*ИСХОДНЫЙ ТЕКСТ*
В прошлом декабре с газетой «Нью-Йорк таймс» вышел казус. Связан он был
с российской нефтянкой, но — как часто случается — нефтянка оказалась только
лишь самым ярким примером более широкой тенденции — о России пишут мало и небрежно. Когда в декабре российское правительство продало компанию
«Славнефть» за увесистую сумму в $1,86 миллиарда, «Нью-Йорк таймс» напечатала статью с подробным описанием обстоятельств и победителей аукциона. Статья плавно переходила в историю об инвестиционной привлекательности российской нефтянки и о потоках денег, в нее текущих. В частности, сообщалось,
что российское правительство намеревается продать на Лондонской бирже почти 6 процентов крупнейшей в стране нефтяной компании ЛУКОЙЛ.

Конфуз был в том, что к моменту выхода статьи пакет в ЛУКОЙЛе был уже две
недели как продан — больше, чем за полмиллиарда долларов. Корреспондент, отписавшись по «Славнефти», улетела в Ингушетию, оставив статью на нью-йоркского
редактора, который ничтоже сумняся вырезал кусок про ЛУКОЙЛ из архивного
файла и вклеил в новую статью. Газета напечатала поправку на следующий день.

*ЗАДАНИЯ*
1. Почему, согласно тексту о казусе с «Нью-Йорк таймс», в статье о продаже «Славнефти» появились устаревшие сведения о ЛУКОЙЛе? Ответьте в одном–трех предложениях.
2. Подхватите текст о казусе с «Нью-Йорк таймс» и продолжите его после последней фразы.

*ПРЕДСТАВЛЕННЫЕ ДАННЫЕ*
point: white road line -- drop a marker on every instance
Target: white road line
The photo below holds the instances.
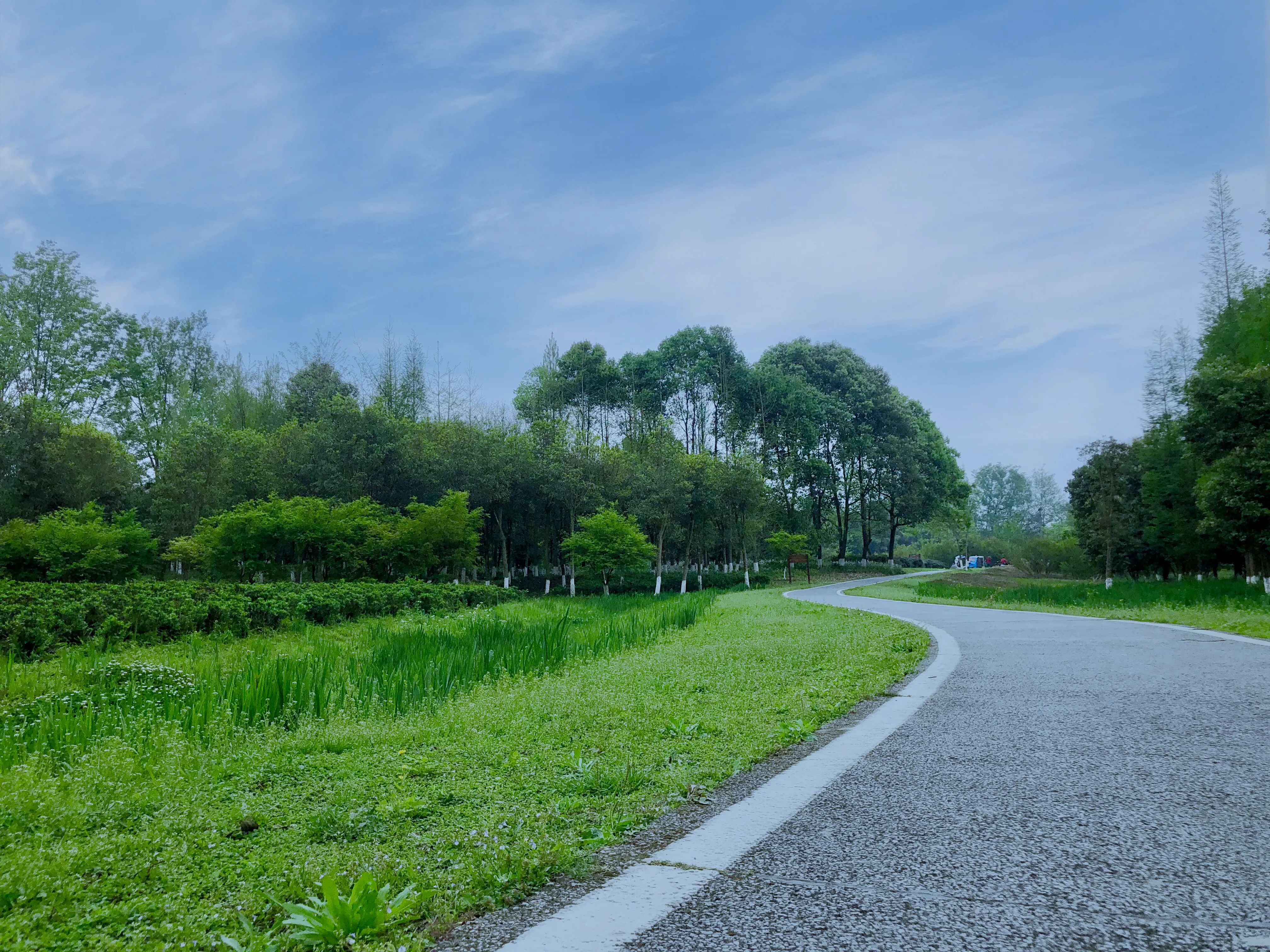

*ОТВЕТЫ ПО ЗАДАНИЯМ*
1. Корреспондент, написав о «Славнефти», улетела в Ингушетию и оставила статью нью-йоркскому редактору. Он вырезал кусок про ЛУКОЙЛ из архивного файла и вклеил его в новую статью, хотя пакет к тому моменту был продан уже две недели назад.

2.
На мой взгляд, это история не о банальной ошибке, а о явлении. Ее мораль
в том, что бедняга редактор попал в расщелину рынка: спрос меняется, а люди,
создающие предложение, это чувствуют с запозданием. Точка рыночного равновесия, где кривая спроса на информацию о России пересекается с кривой предложения, слишком долго соответствовала газетной заметке в сорок пять строк,
где «хороший» и «плохой» герои четко определены, оттенки и подробности
отброшены за ненадобностью, а две трети статьи составляют общеизвестные
факты, чтобы не утомлять читателя не слишком нужной ему информацией.

Как известно, рынок не ошибается. И если заметка в точке равновесия лишь весьма приблизительно соответствует действительности — тем хуже для героев заметки.
Спрос на информацию создается не любознательностью, а утилитарной необходимостью. Отсутствие необходимости в информации о стране — не проблема аудитории,
а проблема страны. Ее места в разделении труда и распределении капитала.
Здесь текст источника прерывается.